------ GIVEN INFORMATION
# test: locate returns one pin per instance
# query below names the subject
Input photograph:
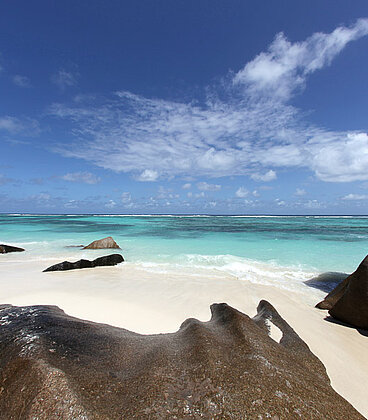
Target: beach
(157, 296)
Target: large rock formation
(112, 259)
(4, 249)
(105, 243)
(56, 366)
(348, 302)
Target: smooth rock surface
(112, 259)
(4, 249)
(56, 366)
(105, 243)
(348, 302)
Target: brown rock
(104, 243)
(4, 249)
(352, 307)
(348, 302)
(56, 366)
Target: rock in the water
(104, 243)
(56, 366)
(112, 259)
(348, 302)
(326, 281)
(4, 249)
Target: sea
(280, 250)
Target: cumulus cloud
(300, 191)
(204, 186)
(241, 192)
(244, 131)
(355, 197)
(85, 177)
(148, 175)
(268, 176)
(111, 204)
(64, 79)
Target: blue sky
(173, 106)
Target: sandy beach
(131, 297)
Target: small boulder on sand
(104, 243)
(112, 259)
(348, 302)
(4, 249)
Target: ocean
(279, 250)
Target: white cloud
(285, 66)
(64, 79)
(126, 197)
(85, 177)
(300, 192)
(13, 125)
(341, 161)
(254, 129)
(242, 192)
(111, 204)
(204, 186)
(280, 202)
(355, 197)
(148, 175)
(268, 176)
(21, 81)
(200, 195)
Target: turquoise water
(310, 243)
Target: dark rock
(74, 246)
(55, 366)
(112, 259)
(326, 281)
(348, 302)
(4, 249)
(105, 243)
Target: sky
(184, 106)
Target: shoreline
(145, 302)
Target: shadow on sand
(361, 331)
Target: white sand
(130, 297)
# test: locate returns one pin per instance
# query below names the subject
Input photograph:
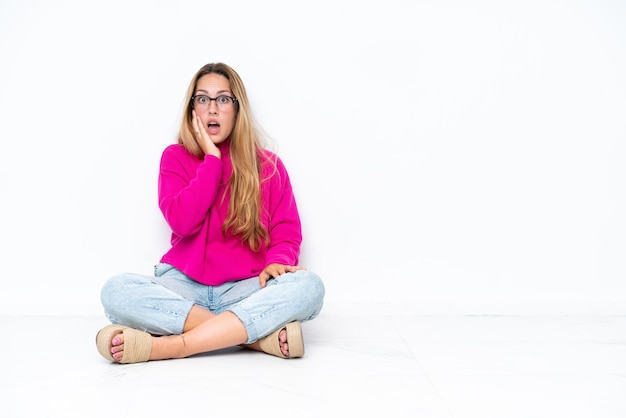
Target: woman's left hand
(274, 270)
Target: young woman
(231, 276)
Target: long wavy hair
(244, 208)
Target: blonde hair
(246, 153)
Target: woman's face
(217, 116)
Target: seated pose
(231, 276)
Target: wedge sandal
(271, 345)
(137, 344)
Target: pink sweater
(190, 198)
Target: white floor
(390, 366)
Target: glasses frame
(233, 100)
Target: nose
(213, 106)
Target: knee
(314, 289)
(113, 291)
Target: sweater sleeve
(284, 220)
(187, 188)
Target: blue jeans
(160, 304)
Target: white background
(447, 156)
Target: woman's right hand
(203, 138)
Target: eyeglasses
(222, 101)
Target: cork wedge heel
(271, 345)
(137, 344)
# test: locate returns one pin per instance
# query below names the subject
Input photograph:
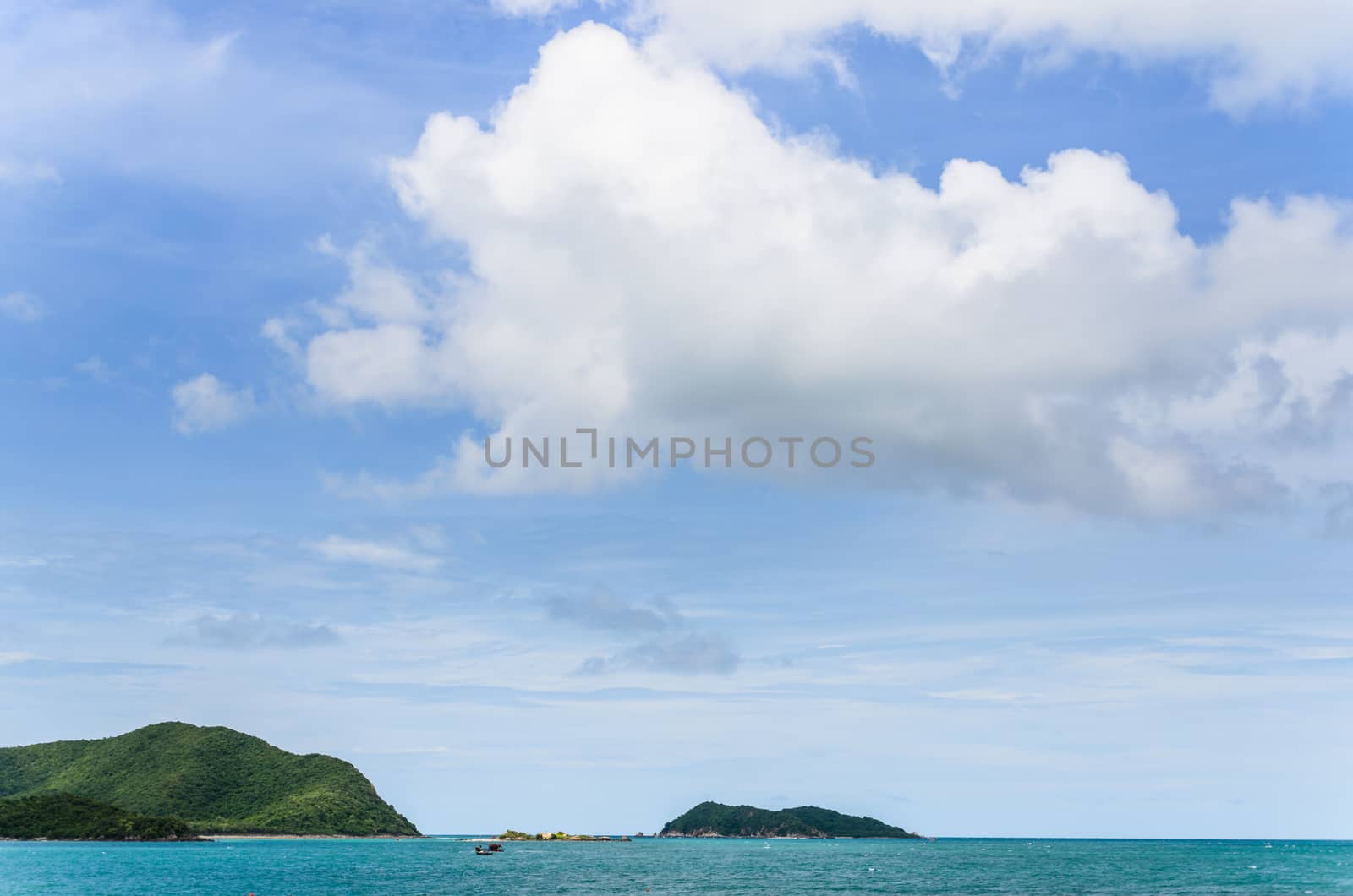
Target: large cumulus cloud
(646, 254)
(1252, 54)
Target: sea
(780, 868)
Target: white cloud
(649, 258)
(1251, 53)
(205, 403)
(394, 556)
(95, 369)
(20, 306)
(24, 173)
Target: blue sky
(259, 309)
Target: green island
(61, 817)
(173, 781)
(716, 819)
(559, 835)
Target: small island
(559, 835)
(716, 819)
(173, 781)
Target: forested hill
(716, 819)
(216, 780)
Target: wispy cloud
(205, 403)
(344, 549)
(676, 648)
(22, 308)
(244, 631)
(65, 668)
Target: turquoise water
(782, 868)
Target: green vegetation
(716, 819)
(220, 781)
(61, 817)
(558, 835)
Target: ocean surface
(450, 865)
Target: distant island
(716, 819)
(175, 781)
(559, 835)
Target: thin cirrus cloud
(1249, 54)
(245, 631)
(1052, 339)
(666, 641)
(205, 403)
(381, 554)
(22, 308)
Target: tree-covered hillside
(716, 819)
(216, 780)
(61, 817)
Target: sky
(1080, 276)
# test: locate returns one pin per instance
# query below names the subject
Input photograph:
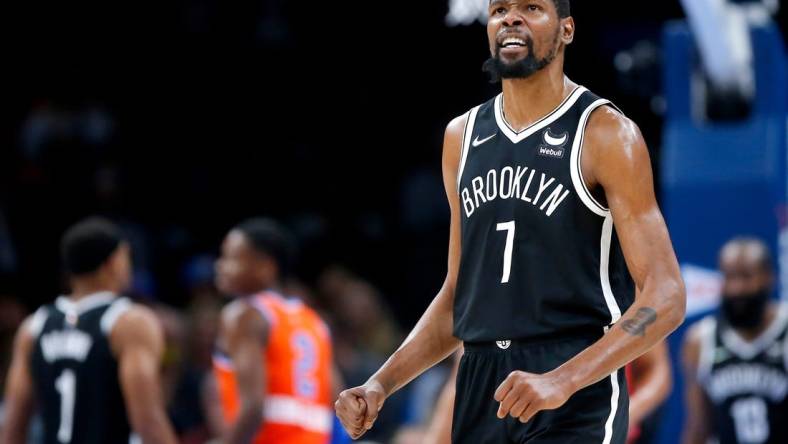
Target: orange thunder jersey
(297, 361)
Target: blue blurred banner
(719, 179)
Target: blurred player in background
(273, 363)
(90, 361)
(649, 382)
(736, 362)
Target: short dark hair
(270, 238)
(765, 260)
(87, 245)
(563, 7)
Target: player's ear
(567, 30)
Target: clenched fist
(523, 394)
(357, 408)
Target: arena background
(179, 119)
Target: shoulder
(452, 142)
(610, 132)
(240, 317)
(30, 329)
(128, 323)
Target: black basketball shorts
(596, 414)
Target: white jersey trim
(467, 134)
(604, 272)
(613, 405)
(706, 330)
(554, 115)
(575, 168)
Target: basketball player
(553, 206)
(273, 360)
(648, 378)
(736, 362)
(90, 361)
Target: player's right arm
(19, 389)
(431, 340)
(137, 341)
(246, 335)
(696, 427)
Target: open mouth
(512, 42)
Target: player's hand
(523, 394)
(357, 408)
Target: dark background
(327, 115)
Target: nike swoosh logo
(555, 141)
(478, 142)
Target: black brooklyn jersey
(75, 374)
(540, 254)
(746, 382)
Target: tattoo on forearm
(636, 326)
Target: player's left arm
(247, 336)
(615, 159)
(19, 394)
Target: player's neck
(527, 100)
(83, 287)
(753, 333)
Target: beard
------------
------ GIVEN INFORMATION
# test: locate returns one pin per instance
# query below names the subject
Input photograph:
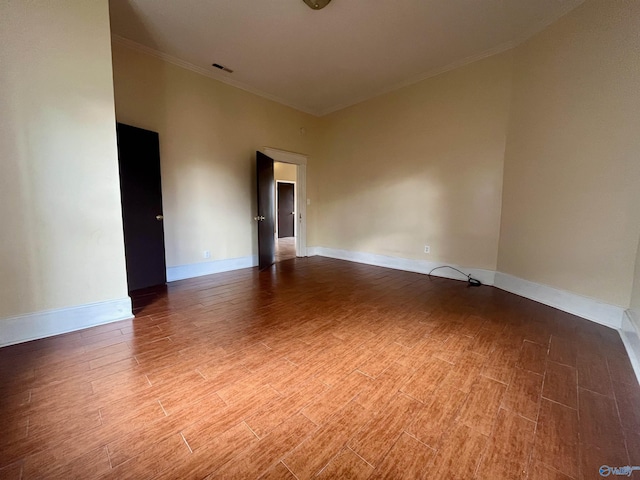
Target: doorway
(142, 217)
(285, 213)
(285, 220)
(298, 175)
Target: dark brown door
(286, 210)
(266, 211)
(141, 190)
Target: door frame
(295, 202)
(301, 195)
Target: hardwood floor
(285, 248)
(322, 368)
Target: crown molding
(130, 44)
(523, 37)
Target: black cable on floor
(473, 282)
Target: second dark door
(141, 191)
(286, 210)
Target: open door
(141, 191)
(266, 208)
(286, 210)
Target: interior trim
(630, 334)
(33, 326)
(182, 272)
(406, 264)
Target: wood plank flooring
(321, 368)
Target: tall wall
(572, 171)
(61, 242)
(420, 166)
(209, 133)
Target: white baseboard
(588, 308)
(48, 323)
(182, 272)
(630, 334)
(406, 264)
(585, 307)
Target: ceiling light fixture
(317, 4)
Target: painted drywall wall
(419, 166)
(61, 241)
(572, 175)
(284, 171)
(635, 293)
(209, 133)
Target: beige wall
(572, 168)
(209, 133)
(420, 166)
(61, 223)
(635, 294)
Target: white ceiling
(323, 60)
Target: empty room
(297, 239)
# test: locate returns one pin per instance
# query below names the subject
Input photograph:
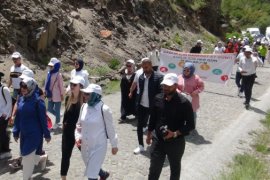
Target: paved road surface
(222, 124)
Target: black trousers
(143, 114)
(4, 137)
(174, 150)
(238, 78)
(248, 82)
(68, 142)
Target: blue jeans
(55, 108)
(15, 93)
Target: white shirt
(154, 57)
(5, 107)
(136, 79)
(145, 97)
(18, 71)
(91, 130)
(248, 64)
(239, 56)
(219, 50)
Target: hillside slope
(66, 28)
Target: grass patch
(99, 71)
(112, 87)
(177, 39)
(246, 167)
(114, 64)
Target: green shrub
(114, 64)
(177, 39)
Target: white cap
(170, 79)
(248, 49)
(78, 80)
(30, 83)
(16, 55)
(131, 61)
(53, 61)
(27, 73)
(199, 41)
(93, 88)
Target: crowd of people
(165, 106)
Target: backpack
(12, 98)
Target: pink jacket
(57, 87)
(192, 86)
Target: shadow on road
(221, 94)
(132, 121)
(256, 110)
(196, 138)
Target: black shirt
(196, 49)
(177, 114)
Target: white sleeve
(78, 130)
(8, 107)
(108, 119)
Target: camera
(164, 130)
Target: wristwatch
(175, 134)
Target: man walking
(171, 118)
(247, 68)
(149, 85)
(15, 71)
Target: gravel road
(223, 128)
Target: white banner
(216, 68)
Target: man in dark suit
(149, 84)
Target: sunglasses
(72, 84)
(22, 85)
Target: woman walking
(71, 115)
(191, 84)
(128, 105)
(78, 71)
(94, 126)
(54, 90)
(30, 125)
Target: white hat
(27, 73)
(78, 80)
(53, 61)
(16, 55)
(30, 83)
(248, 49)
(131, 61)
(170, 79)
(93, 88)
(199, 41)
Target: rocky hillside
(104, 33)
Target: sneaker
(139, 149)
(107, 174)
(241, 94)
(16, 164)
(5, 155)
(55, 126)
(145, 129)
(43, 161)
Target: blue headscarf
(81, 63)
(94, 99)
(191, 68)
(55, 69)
------------
WORK REQUIRED
Take the line above containing "Target: tattoo on forearm", the line containing "Target: beard", and all lines in between, and copy them exactly without anything else.

TASK ANSWER
Target: tattoo on forearm
(636, 326)
Target: player's left arm
(247, 336)
(615, 159)
(19, 394)
Target: player's neck
(527, 100)
(83, 287)
(753, 333)
Target: beard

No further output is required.